**Entries provided**
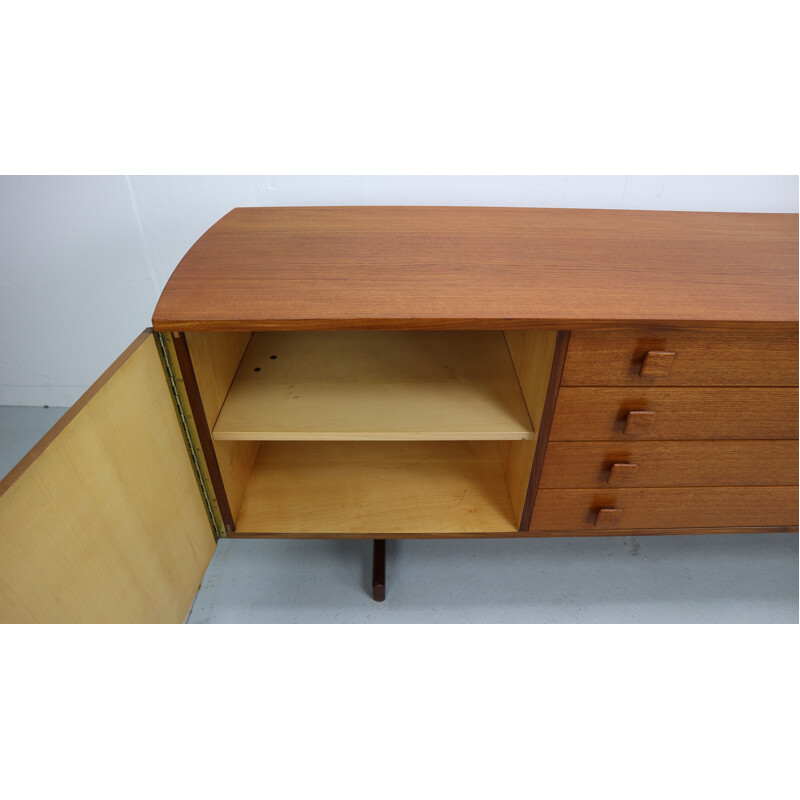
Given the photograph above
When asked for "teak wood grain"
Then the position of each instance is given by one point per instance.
(501, 268)
(601, 413)
(689, 507)
(215, 358)
(734, 357)
(575, 465)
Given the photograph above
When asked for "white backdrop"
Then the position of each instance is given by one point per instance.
(83, 259)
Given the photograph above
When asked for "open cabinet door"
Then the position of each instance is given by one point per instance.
(103, 520)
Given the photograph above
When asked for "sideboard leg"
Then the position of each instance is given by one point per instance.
(379, 570)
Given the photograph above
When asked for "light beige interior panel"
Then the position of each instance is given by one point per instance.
(103, 521)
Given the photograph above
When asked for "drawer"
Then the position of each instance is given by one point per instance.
(604, 414)
(702, 358)
(600, 511)
(603, 465)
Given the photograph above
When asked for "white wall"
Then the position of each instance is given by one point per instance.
(83, 259)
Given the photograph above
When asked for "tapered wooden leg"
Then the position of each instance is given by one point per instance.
(379, 570)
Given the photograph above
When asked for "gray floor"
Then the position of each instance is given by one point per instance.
(726, 578)
(731, 578)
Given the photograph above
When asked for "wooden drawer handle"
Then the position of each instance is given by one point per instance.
(608, 517)
(638, 422)
(622, 473)
(657, 364)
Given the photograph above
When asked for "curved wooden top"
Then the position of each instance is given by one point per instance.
(404, 267)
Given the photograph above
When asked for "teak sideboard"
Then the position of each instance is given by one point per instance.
(403, 372)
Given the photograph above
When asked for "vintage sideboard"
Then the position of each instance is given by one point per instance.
(403, 372)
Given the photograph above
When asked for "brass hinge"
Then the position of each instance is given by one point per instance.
(181, 402)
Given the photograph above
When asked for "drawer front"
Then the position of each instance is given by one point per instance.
(601, 511)
(701, 358)
(626, 414)
(603, 465)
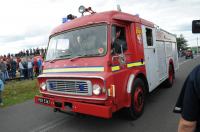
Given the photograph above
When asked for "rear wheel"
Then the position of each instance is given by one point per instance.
(170, 80)
(137, 99)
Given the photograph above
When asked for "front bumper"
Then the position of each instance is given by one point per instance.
(73, 106)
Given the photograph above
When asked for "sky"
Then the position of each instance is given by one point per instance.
(27, 24)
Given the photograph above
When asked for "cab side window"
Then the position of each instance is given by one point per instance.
(118, 39)
(149, 37)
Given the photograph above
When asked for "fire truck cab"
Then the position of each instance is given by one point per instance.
(103, 62)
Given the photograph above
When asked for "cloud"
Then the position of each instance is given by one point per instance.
(29, 33)
(28, 23)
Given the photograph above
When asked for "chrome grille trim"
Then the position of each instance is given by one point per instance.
(71, 87)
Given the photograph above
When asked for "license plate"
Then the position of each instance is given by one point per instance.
(44, 101)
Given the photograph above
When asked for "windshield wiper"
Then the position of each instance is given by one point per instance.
(58, 58)
(85, 55)
(62, 56)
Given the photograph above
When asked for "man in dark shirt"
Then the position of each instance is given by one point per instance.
(188, 103)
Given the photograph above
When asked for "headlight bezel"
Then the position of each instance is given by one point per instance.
(96, 89)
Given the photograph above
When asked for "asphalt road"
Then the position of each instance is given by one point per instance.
(157, 117)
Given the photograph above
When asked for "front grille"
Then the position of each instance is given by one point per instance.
(75, 87)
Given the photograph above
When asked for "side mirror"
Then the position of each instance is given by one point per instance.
(196, 26)
(119, 46)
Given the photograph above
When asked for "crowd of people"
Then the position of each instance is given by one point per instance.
(24, 65)
(27, 63)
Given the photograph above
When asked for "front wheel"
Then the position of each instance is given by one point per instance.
(137, 99)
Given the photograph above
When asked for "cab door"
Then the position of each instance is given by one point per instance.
(150, 52)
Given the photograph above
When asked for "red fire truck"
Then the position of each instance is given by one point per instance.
(100, 63)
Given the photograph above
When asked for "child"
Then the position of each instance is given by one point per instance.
(1, 90)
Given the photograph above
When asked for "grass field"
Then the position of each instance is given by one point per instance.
(19, 91)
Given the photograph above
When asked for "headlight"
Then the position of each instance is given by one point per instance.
(96, 89)
(43, 86)
(81, 9)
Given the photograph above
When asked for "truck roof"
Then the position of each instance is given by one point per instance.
(107, 17)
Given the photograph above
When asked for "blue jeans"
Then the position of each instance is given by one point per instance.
(21, 73)
(2, 76)
(30, 73)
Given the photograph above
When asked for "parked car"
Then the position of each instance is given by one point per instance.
(189, 54)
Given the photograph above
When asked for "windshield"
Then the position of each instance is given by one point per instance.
(84, 42)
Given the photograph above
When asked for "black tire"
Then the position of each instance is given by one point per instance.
(170, 79)
(138, 94)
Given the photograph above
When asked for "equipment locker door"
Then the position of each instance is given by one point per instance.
(150, 52)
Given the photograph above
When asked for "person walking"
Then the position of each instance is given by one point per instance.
(30, 68)
(1, 90)
(3, 70)
(21, 69)
(188, 103)
(13, 64)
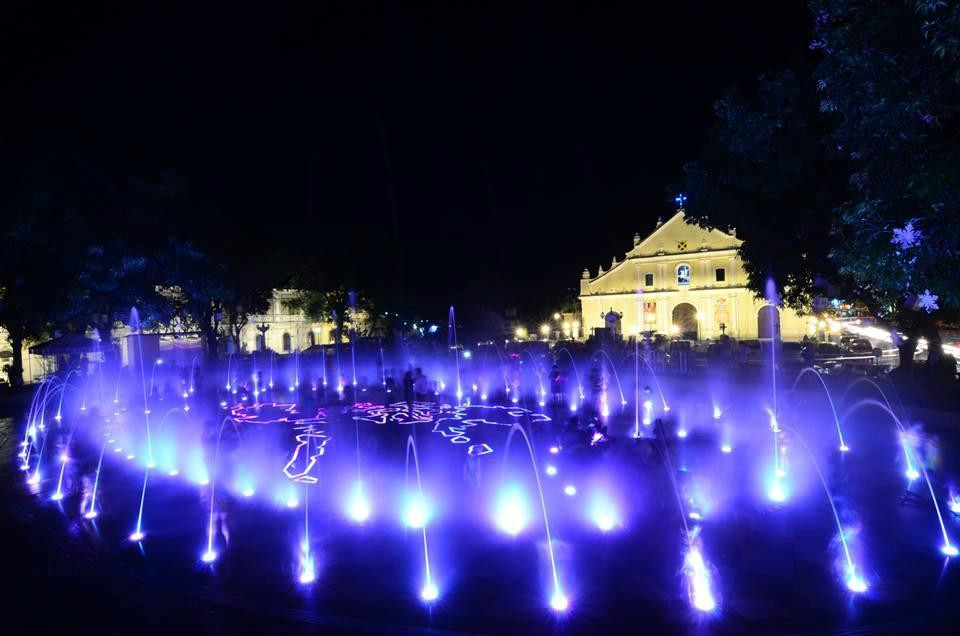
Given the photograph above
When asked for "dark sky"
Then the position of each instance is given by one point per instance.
(431, 153)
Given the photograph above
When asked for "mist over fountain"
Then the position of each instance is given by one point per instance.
(597, 460)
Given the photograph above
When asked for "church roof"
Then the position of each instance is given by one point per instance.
(669, 236)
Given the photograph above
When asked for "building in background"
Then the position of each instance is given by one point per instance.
(685, 281)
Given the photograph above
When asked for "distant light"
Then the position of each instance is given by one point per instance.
(357, 507)
(559, 602)
(855, 582)
(416, 511)
(307, 576)
(512, 513)
(604, 515)
(699, 580)
(776, 492)
(429, 592)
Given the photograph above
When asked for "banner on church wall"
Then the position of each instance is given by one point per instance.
(649, 312)
(721, 312)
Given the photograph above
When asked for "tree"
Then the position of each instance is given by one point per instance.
(764, 173)
(339, 306)
(889, 78)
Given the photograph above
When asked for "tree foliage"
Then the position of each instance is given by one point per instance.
(889, 77)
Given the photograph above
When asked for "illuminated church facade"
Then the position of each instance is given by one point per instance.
(685, 281)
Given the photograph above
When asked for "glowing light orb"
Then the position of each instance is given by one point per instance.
(777, 492)
(358, 508)
(416, 512)
(855, 582)
(698, 578)
(429, 592)
(559, 602)
(512, 514)
(307, 575)
(604, 516)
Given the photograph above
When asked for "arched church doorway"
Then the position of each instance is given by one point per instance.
(768, 322)
(685, 320)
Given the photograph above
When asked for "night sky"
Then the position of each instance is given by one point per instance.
(478, 154)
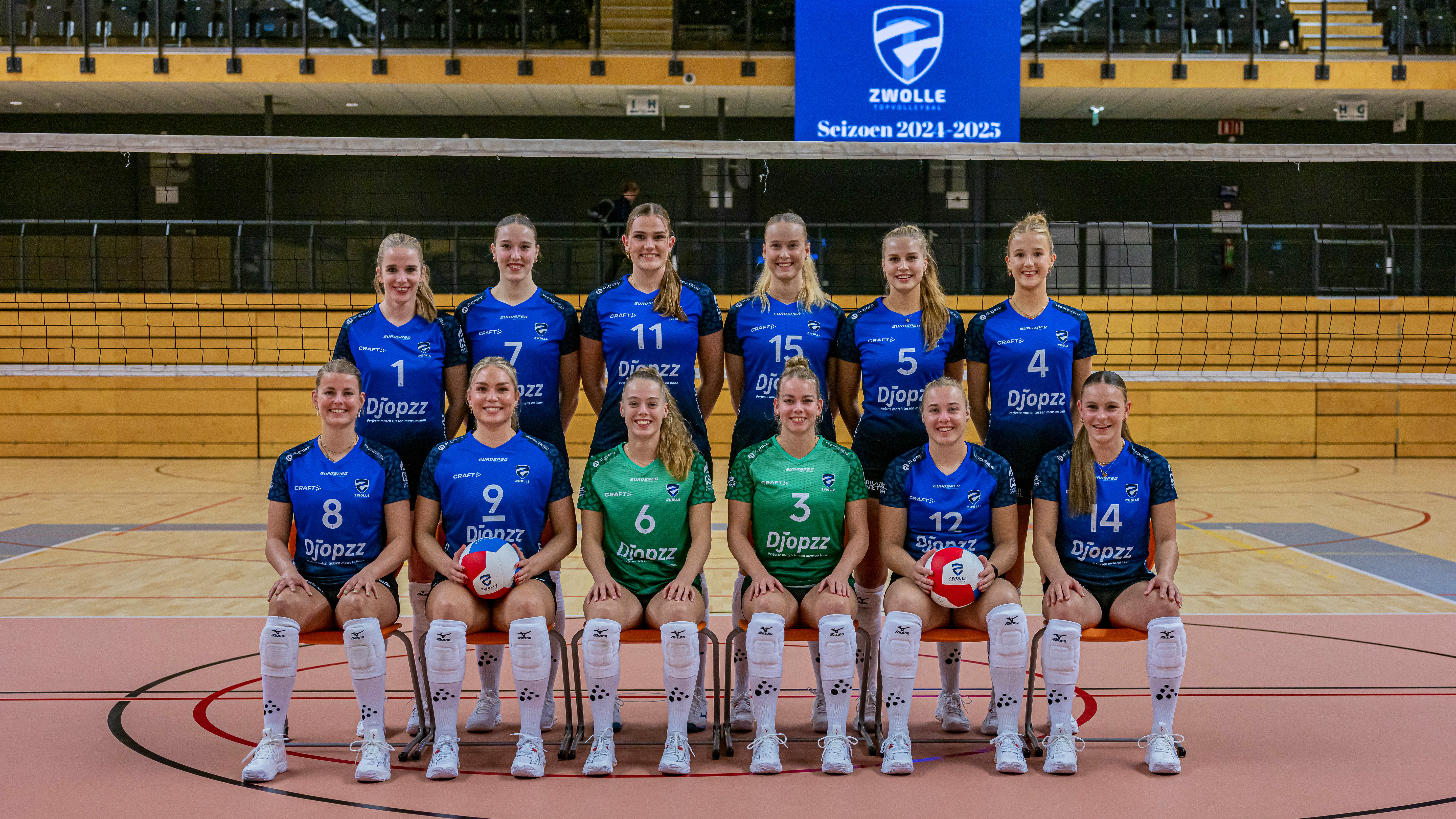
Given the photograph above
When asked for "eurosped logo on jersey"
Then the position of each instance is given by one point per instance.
(874, 72)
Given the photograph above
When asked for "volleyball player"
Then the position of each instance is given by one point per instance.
(538, 334)
(494, 483)
(895, 346)
(797, 530)
(950, 493)
(350, 502)
(654, 318)
(787, 314)
(1106, 495)
(1026, 355)
(413, 359)
(646, 534)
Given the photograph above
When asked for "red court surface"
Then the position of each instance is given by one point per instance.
(1286, 716)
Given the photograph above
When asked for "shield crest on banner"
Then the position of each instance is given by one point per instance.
(908, 40)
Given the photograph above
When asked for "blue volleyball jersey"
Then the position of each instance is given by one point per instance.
(895, 368)
(494, 492)
(1110, 546)
(1031, 387)
(338, 509)
(765, 339)
(404, 375)
(950, 511)
(532, 336)
(632, 336)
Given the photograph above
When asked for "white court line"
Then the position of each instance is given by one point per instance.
(1350, 567)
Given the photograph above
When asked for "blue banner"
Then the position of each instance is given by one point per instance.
(873, 72)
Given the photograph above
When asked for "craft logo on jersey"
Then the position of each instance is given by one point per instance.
(908, 40)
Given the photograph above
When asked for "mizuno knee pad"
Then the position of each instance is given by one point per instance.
(1061, 652)
(1008, 632)
(445, 651)
(838, 648)
(900, 646)
(365, 648)
(765, 645)
(531, 649)
(279, 648)
(1167, 648)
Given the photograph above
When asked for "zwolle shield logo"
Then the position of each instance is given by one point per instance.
(908, 40)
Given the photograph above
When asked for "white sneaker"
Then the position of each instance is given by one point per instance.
(445, 758)
(898, 758)
(487, 713)
(373, 758)
(698, 716)
(1010, 756)
(951, 712)
(268, 760)
(766, 753)
(603, 757)
(838, 757)
(1062, 751)
(676, 756)
(742, 707)
(531, 758)
(1163, 753)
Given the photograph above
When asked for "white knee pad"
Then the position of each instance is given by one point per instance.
(1008, 630)
(365, 648)
(680, 649)
(1061, 652)
(279, 648)
(601, 648)
(838, 648)
(1167, 648)
(531, 649)
(765, 645)
(900, 646)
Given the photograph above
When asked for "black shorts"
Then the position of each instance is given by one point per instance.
(331, 591)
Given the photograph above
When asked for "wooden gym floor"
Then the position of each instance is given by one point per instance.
(1320, 597)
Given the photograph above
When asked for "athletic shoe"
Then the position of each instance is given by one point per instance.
(766, 753)
(373, 757)
(487, 713)
(1062, 751)
(838, 757)
(1163, 753)
(951, 712)
(268, 760)
(742, 713)
(698, 716)
(1010, 756)
(603, 757)
(531, 758)
(898, 758)
(445, 758)
(676, 756)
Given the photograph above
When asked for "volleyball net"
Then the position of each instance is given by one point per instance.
(242, 256)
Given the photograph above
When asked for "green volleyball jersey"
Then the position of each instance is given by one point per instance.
(799, 506)
(644, 509)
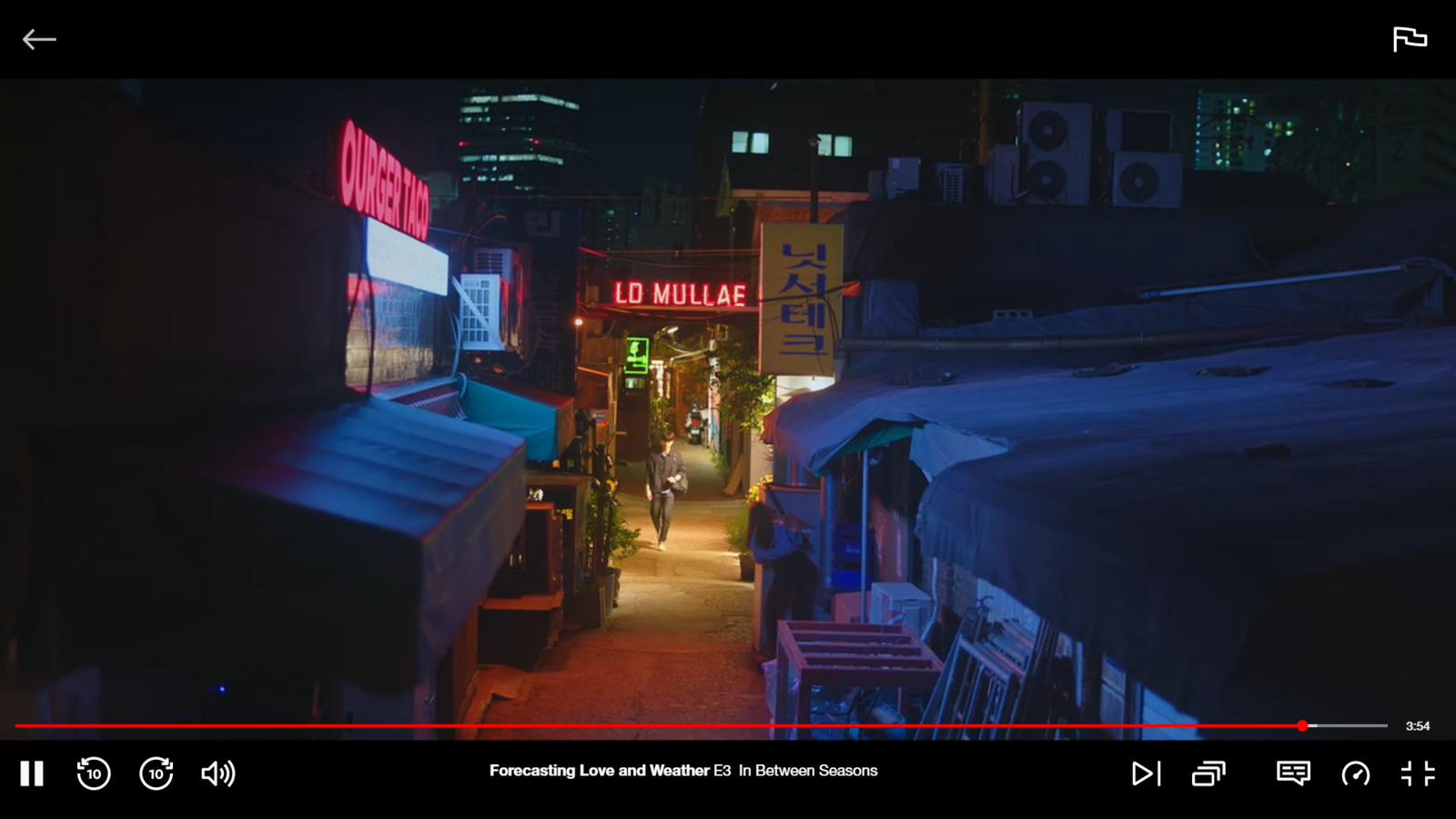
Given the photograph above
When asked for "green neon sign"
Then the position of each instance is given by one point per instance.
(640, 358)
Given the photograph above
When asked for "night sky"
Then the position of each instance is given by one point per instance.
(638, 128)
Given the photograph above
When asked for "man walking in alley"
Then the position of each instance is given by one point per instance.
(666, 479)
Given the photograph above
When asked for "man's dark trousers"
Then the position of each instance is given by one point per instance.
(662, 513)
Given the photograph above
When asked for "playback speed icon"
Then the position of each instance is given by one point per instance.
(220, 774)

**Exercise description**
Count the lines in the records that contain the string "drawer", and reply with only that number.

**Response for this exercise**
3